**Exercise text:**
>>>

Histological anlysis

For histological analysis adult adrenal glands were fixed in 4% paraformaldehyd (PFA), dehydrated and embedded in paraffin. Eosin-Hamatoxilin and Heidenhain’s Azan trichrome staining was performed according to standard procedures.

Immunohistological analysis

Paraffin sections were used for immunohistochemical analysis using Akr1b7 antibodies [30] provided by (Dr. Antoine Martinez—Clermont Université, France) and anti 20-alpha-HSD antibody from (Dr. Yacob Weinstein—Ben Gurion University, Israel).

ELISA measurements

Following ELISA kits were used: Corticosterone ELISA kit ADI 900097 (Enzo Life Science); Aldosterone ELISA kit ADI 900173 (Enzo Life Science), ACTH ELISA kit 40–101–325001 (GenWay Biotech, Inc), cAMP EIA Kit Cat No 581001 (Cayman Chemical).

Proteomics analyses

Adrenal glands were prepared from Nf1-deficient and control female mice (n = 6 per genotype). Proteins were extracted from shock-frozen tissue according to published protein extraction protocols [31]. Briefly, frozen sample buffer (50 mM TRIZMA Base, 50 mM KCl, and 20% w/v glycerol at pH 7.5 with freshly-added proteinase and phosphatase inhibitors (Complete&PhosStop, Roche Diagnostics) was added to the tissue samples. Samples were ground to fine powder in a mortar cooled by liquid nitrogen. After thawing samples to 4°C, they were sonicated on ice and incubated with DNAse. Protein extracts were supplied with 6.5 M urea, 2 M thiourea, 70 mM dithiothreitol, and 1% v/w of ampholyte mixture (Servalyte pH 2–4, Serva), and stored at-80°C until further use. Proteins were separated using the large-gel 2D-PAGE technique as described [31]. The gel format was 40 cm (isoelectric focusing) x 30 cm (SDS-PAGE) x 0.9 mm (gel width). Two dimensional protein patterns were obtained by silver staining of gels [31]. Protein spot patterns were evaluated by Delta2D imaging software (version 4.0, Decodon). Percent spot volumes (after background subtraction) were used for quantitative analysis of protein expression. The spot volume of each spot is the product of its size and intensity. Datasets were analyzed using a paired two-tailed Student’s t-test as Nf1-deficient and control samples were always handled in pairs starting with protein extraction until after completion of 2-D gel runs. Normality of data was elvaluated using Kolmogorov-Smirnov testing as described before elsewhere [31]. Only spot volume ratios ≥ 20% were considered (n = 6 biological replicates, significance threshold p ≤ 0.05) [31].

<<<

**Task instructions:** Write out the passage of the adrenal gland methods text starting at "Following ELISA kits" and ending at "581001 (Cayman Chemical).".

**Information supplied:**
>>>

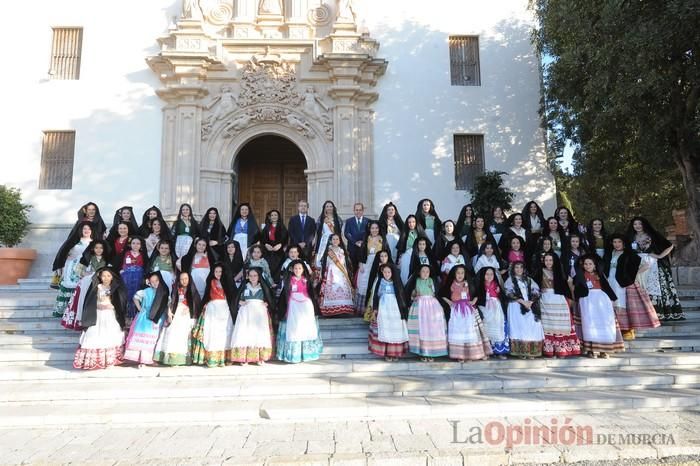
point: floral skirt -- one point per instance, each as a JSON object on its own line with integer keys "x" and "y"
{"x": 466, "y": 336}
{"x": 427, "y": 329}
{"x": 211, "y": 336}
{"x": 102, "y": 344}
{"x": 297, "y": 351}
{"x": 174, "y": 343}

<<<

**Solution below:**
Following ELISA kits were used: Corticosterone ELISA kit ADI 900097 (Enzo Life Science); Aldosterone ELISA kit ADI 900173 (Enzo Life Science), ACTH ELISA kit 40–101–325001 (GenWay Biotech, Inc), cAMP EIA Kit Cat No 581001 (Cayman Chemical).